◆ **Document excerpt**
Sri Chappalli Vishweshwara Sastri Explains the Qualifications for a Mantra

This article is part 1 of 4 in the series Chappalli Vishweshwara Sastri

As lecturer of Sanskrit Literature at the Central College, Sri Chappalli Visweshwara Sastri earned the gratitude and respect of numerous students. His recitation of poetry didn’t have the sweetness of music because he didn’t have a melodious voice. But the style of his expository commentary was illuminative. He would split each word, explain its origin using examples and then drive home the intent and the feeling of the poet thereby. There’s no greater help to the student than this.

Sri Chappalli Visweshwara Sastri was deeply traditional and large-hearted. Every year, he used to celebrate the Rama Navami (literally, the Birthday of Sri Rama) in his home. Even on other occasions, he would celebrate special Pujas and Parayanas. I once asked:

Me: “You’re a Vidwan. But you appoint other Purohitas when you conduct Shraddha and other rituals at your home. Why is this?”

V: “A Purohita is an essential organ of any Karma (in the sense of ritual). If any ritual is conducted even in the home of a Purohita who is qualified to chant mantras, such a Purohita must essentially appoint another Purohita. This is laid down by our Sastras.”

The Assembly of Chamarajpet Vidwans

It was routine for numerous Vidwans to frequent Sri Chappalli Visweshwara Sastri’s home. Prominent among these were Hoskote Venkatarama Sastri, Narasimha Sastri, Motaganahalli Ramasesha Sastri, Tirumalacharya, Hariyacharya, Garani Krishnacharya, Muttoor Narahari Sastri, and Venkataramanayya from Channarayapattana. And even among them, Motaganahalli Shankara Sastri had the maximum indulgence of Sri Chappalli Visweshwara Sastri.   

Sri Chappalli Visweshwara Sastri would sit in his verandah in the evening. The Pandits would presently arrive. Some topic related to Grammar, Alankara (poetics) or commentary would come up for discussion. Sri Shankara Sastri would present a poem that he had composed. Everyone would chat in an atmosphere of great mirth.

Conference at Tiruvadi

In 1911, a conference of Vidwans took place in Tiruvadi (Tamil Nadu). The conference had gathered to discuss the reforms required to be made in several traditions and rules governing the Hindu society. Sri Chappalli Visweshwara Sastri was also in attendance. After he returned from the conference, I did my customary Namaskaram to him as soon as he got down from the train. He was in a happy mood. After exchanging pleasantries, I asked him about the conference. This was how he responded.

◆ **What you will do**
**A)** In the account of Sri Chappalli Visweshwara Sastri, render this sentence in Spanish: "Sri Chappalli Visweshwara Sastri would sit in his verandah in the evening."
**B)** From the account of Sri Chappalli Visweshwara Sastri, list every Vidwan named in the sentence that begins "Prominent among these were".
**C)** Carry the account of Sri Chappalli Visweshwara Sastri forward from its last sentence.
The records that come next are separate material with no connection to the account of Sri Chappalli Visweshwara Sastri.

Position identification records

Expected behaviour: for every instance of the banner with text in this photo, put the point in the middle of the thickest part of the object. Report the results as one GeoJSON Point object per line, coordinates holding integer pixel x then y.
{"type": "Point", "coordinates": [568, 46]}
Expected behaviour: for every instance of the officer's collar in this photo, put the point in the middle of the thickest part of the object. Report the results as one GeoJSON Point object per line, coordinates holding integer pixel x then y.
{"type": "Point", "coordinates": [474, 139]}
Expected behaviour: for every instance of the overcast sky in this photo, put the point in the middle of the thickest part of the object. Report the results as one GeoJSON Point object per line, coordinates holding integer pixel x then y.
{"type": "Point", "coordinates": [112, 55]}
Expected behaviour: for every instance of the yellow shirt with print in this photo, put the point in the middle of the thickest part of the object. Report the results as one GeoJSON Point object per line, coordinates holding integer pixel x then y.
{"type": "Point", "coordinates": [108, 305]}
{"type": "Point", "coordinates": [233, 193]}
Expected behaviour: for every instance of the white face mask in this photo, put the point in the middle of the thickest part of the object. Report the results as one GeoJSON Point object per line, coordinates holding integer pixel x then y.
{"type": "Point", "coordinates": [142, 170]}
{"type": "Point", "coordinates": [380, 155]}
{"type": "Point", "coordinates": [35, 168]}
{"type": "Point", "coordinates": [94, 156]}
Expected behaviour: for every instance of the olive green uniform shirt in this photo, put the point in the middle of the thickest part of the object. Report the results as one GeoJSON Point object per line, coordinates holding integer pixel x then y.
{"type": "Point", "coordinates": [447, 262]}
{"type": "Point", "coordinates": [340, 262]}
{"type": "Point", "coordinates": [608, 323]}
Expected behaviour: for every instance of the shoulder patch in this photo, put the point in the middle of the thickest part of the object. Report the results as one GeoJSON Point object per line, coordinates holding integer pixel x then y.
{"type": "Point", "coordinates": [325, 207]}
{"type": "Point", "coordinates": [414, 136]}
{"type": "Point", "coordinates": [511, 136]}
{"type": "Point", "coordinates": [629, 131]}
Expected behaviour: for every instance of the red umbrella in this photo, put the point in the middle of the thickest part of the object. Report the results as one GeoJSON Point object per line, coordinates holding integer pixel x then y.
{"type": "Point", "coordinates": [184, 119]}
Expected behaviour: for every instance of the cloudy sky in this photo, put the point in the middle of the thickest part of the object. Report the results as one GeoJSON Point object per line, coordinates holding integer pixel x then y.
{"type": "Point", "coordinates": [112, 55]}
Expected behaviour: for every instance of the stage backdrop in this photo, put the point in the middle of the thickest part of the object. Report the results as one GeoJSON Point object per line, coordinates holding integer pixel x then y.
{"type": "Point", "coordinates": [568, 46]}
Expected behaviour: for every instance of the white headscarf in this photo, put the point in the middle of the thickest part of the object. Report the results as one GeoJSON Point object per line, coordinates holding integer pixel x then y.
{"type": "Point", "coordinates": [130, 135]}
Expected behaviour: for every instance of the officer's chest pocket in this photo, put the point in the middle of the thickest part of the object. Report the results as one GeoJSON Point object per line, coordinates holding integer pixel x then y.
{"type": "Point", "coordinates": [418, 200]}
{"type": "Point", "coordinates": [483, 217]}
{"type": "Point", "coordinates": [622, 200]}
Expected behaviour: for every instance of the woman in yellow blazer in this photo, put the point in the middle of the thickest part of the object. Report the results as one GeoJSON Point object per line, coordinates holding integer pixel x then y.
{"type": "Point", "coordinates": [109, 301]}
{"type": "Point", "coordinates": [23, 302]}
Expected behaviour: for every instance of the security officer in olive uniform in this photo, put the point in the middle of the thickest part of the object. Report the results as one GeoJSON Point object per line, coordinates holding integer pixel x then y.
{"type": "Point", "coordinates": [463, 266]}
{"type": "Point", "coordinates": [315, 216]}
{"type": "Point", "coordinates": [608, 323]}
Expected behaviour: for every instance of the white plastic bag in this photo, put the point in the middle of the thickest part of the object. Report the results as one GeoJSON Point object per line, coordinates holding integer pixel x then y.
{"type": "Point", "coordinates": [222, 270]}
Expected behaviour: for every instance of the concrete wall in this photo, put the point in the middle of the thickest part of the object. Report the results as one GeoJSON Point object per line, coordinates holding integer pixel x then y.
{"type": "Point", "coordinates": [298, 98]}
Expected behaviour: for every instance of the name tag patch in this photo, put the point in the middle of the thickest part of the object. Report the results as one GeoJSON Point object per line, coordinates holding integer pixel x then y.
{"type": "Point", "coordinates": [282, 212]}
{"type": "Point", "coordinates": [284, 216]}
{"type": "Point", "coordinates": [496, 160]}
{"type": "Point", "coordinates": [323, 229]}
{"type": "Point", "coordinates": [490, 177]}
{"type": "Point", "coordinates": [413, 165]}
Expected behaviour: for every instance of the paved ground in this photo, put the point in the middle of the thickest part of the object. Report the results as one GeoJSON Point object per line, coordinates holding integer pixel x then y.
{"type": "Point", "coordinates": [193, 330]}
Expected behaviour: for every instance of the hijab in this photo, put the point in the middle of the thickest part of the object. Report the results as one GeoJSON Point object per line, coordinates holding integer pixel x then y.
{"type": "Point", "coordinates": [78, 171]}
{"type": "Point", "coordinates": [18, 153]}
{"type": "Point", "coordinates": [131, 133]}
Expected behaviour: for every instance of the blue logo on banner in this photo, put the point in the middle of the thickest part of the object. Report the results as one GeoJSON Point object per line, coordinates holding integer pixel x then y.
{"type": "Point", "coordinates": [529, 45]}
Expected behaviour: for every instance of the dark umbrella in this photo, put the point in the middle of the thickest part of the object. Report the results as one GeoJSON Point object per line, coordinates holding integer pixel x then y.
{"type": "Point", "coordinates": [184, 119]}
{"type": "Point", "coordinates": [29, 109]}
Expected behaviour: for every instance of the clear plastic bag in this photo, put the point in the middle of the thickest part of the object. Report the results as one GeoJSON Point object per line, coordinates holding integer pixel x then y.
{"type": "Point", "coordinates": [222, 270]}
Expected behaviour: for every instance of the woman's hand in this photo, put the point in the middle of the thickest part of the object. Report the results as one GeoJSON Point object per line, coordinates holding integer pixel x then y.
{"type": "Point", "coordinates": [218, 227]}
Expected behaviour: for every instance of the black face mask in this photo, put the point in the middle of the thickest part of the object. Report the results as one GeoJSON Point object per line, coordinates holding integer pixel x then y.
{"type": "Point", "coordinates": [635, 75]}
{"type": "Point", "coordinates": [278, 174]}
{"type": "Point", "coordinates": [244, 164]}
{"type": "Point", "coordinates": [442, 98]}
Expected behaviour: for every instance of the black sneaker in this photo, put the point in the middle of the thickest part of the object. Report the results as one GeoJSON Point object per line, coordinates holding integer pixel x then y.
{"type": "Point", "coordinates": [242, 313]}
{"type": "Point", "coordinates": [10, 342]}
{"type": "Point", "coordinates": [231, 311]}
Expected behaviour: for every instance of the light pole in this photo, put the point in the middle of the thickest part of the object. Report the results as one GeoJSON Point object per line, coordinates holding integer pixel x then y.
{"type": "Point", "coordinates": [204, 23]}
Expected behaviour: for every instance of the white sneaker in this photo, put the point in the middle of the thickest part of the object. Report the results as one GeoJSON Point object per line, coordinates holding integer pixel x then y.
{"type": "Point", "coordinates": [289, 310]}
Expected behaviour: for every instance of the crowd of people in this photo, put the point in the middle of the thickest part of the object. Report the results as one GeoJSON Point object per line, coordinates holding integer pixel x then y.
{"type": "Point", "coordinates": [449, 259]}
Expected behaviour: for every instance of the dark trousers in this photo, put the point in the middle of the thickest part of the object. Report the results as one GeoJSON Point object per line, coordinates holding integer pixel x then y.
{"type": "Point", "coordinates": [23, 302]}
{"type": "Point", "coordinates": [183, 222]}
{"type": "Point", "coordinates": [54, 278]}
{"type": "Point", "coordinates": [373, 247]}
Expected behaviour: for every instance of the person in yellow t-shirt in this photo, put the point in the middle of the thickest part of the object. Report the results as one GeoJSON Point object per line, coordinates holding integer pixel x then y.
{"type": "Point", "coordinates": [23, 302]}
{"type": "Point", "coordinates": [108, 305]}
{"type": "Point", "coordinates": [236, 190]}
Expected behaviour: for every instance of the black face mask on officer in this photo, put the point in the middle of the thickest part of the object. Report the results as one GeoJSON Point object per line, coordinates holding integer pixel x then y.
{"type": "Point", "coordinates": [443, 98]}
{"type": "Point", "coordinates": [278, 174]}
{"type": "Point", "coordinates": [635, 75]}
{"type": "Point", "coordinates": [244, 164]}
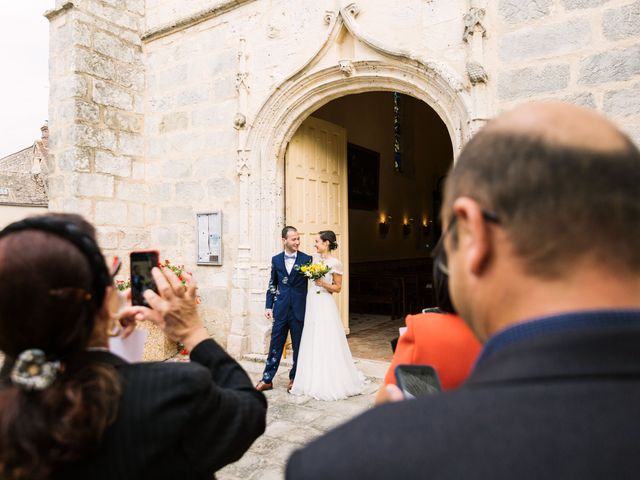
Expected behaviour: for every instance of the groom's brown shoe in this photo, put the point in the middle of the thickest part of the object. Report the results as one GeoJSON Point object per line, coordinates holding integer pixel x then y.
{"type": "Point", "coordinates": [263, 387]}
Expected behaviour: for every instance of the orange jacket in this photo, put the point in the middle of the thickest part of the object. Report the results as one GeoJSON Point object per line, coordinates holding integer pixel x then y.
{"type": "Point", "coordinates": [441, 340]}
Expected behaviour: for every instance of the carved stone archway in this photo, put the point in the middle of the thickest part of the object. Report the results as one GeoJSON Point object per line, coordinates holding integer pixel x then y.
{"type": "Point", "coordinates": [262, 146]}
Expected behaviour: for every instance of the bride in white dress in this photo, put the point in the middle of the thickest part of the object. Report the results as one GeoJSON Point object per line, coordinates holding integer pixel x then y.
{"type": "Point", "coordinates": [325, 366]}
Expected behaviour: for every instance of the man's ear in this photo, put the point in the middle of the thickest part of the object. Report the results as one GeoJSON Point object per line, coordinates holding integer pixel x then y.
{"type": "Point", "coordinates": [473, 233]}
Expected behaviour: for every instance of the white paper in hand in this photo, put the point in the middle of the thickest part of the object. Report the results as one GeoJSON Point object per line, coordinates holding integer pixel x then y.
{"type": "Point", "coordinates": [130, 348]}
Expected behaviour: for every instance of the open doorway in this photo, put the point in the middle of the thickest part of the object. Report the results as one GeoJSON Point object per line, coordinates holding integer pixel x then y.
{"type": "Point", "coordinates": [397, 152]}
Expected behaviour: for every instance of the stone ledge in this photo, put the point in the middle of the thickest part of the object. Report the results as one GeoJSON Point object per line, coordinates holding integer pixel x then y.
{"type": "Point", "coordinates": [191, 20]}
{"type": "Point", "coordinates": [54, 12]}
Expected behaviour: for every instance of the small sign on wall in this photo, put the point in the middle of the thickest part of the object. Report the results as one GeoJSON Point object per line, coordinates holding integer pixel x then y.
{"type": "Point", "coordinates": [209, 233]}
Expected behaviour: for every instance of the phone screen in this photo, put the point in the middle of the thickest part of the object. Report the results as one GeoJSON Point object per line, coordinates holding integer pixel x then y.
{"type": "Point", "coordinates": [417, 380]}
{"type": "Point", "coordinates": [141, 264]}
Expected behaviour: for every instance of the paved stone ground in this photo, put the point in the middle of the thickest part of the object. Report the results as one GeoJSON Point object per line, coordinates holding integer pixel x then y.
{"type": "Point", "coordinates": [294, 421]}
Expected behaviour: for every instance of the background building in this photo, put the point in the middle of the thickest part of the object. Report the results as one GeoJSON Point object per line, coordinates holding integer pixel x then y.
{"type": "Point", "coordinates": [160, 110]}
{"type": "Point", "coordinates": [23, 177]}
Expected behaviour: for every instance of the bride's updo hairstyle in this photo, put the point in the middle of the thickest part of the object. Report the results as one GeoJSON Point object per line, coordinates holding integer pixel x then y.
{"type": "Point", "coordinates": [54, 406]}
{"type": "Point", "coordinates": [329, 236]}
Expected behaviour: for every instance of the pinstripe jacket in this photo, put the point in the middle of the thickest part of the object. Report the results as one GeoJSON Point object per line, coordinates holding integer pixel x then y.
{"type": "Point", "coordinates": [177, 421]}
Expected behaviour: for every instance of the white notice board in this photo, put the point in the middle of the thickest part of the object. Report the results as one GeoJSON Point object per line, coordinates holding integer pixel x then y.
{"type": "Point", "coordinates": [209, 232]}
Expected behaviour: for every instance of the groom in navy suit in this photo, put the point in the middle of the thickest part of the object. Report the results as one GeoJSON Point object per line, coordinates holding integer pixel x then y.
{"type": "Point", "coordinates": [285, 305]}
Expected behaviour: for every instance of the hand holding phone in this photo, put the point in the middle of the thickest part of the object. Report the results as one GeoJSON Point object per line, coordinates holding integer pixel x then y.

◆ **The results**
**A)** Sri Chappalli Visweshwara Sastri se sentaba en su veranda por la tarde.

**B)**
- Hoskote Venkatarama Sastri
- Narasimha Sastri
- Motaganahalli Ramasesha Sastri
- Tirumalacharya
- Hariyacharya
- Garani Krishnacharya
- Muttoor Narahari Sastri
- Venkataramanayya from Channarayapattana

**C)**
V: “Truly eminent scholars were present in the Conference. Professor Malur Rangacharya, Professor Kuppuswami Sastri, Professor Sundararama Aiyer, two High Court judges, some lawyers…they were all in the Conference. All of these worldly scholars [Translator’s Note: in this case, the term “worldly” is used to distinguish a traditional “Vaidika” or Vedic scholar who does not take up a money-earning profession] know Sanskrit as much as we Vedic scholars do. They are also learned in the Sastra texts to the same extent as us. Thus, not only are they aware of our Sastras, they also have a keen knowledge of the ways of the world. This knowledge is unavailable to Vaidikas like me. You talk about the census in contemporary terms? Population, right? Population of the people of different religions, right? What do we know about these matters? Today, numerous scientific miracles are taking place. Those worldly scholars are aware of these miracles. Thus, when we look at it from the perspective of traditional scholarship, those worldly scholars aren’t inferior to us in any manner. In fact, they’re superior to us to a degree. And then there’s the matter of commitment towards and faith in Dharma. Even in this case, it will be dishonest to claim that our commitment is greater than theirs. Indeed, who can honestly say that people like Sri Rangacharya and Sundararama Aiyer have shortcomings in their commitment towards Dharma and compassion towards the world?”

Me: “In which case, did the Vaidika scholars accept their decisions?”

V: “The topics that came up for discussion there are endorsable from the perspective of both the Sastras and the intellect.”

Me: “In which case, you are surely in agreement?”

V: “Some matters are not applicable to me. At my age, is it appropriate for me to marry a widow or even have a second marriage? Some deeply personal matters like these do not touch me. But in general, all of us have agreed to the intent and the decisions taken in that conference. Indeed, any wise person should accept them!”

This then was the humility and broad-mindedness of Sri Chappalli Visweshwara Sastri’s mental outlook.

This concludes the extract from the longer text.